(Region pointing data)
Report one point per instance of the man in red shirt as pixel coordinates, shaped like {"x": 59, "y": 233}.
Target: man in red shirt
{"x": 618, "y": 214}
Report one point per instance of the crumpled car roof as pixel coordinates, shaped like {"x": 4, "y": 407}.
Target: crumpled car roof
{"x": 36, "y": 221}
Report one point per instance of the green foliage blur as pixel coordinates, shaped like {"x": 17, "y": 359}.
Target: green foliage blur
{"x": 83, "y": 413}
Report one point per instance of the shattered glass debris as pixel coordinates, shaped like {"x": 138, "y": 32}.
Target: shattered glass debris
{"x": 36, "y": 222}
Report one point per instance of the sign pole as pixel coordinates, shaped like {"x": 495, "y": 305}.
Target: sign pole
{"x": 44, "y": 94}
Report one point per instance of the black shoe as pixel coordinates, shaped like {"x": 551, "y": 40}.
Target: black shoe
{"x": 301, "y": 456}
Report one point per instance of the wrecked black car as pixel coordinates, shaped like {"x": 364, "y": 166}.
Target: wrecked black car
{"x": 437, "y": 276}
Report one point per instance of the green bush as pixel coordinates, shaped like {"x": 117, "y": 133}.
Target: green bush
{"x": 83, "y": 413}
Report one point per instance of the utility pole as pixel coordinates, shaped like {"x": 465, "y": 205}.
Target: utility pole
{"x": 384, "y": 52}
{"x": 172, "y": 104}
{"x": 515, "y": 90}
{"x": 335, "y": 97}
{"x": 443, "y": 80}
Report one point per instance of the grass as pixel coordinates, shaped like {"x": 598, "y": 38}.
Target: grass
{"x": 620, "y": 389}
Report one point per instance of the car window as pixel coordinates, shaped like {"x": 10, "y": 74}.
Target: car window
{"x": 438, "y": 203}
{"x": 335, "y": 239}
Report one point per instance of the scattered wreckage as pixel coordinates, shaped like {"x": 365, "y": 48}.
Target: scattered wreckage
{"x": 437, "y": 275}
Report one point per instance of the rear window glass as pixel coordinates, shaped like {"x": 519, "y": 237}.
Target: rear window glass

Problem to work on: Would you please filter the lines above and copy every one that includes "rear"?

Reply:
Report one point per instance of the rear window glass as pixel coordinates, shaped like {"x": 519, "y": 237}.
Target: rear window glass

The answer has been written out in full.